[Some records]
==============================

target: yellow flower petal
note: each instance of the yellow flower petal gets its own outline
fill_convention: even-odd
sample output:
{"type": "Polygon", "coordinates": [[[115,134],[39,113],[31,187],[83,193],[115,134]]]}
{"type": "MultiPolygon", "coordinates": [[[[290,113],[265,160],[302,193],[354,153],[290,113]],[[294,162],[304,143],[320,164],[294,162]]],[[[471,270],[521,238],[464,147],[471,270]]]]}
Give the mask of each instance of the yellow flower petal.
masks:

==============================

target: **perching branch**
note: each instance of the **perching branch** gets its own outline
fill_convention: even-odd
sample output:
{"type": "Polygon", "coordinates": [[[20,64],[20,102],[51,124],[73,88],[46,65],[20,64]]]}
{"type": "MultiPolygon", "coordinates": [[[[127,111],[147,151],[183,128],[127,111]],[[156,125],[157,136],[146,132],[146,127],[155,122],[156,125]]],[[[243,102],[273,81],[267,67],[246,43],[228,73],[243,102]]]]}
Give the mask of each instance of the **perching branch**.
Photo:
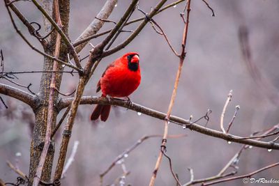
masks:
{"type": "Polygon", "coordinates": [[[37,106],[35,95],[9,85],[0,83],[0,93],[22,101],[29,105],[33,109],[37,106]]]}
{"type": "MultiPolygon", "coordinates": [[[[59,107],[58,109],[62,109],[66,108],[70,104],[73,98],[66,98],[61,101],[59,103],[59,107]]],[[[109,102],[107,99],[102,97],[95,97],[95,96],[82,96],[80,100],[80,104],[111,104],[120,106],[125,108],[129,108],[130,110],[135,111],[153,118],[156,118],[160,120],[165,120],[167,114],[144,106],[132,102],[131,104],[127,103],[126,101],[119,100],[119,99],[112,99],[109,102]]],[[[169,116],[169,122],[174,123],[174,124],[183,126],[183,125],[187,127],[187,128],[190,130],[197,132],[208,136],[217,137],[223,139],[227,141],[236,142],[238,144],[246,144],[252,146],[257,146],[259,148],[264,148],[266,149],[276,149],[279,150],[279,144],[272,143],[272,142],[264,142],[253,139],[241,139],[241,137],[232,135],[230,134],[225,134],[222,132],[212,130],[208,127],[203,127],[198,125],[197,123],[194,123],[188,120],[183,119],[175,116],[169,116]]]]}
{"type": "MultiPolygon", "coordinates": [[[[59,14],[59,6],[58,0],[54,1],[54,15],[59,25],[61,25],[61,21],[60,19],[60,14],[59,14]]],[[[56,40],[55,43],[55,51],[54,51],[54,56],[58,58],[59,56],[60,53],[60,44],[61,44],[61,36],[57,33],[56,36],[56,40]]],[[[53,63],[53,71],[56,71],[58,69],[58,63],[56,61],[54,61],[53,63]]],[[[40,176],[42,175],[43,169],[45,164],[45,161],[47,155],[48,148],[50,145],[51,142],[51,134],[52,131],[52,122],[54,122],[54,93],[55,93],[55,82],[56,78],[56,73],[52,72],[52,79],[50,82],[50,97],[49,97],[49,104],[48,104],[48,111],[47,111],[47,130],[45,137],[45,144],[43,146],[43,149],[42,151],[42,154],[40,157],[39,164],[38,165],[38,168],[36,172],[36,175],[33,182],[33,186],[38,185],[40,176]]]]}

==============================

● Exercise aim: Please filter the listing above, keeping only the lines that contain the word "petal", and copy each of them.

● Reply to the exercise:
target: yellow flower petal
note: each instance of the yellow flower petal gets its own outline
Give the mask of each instance of the yellow flower petal.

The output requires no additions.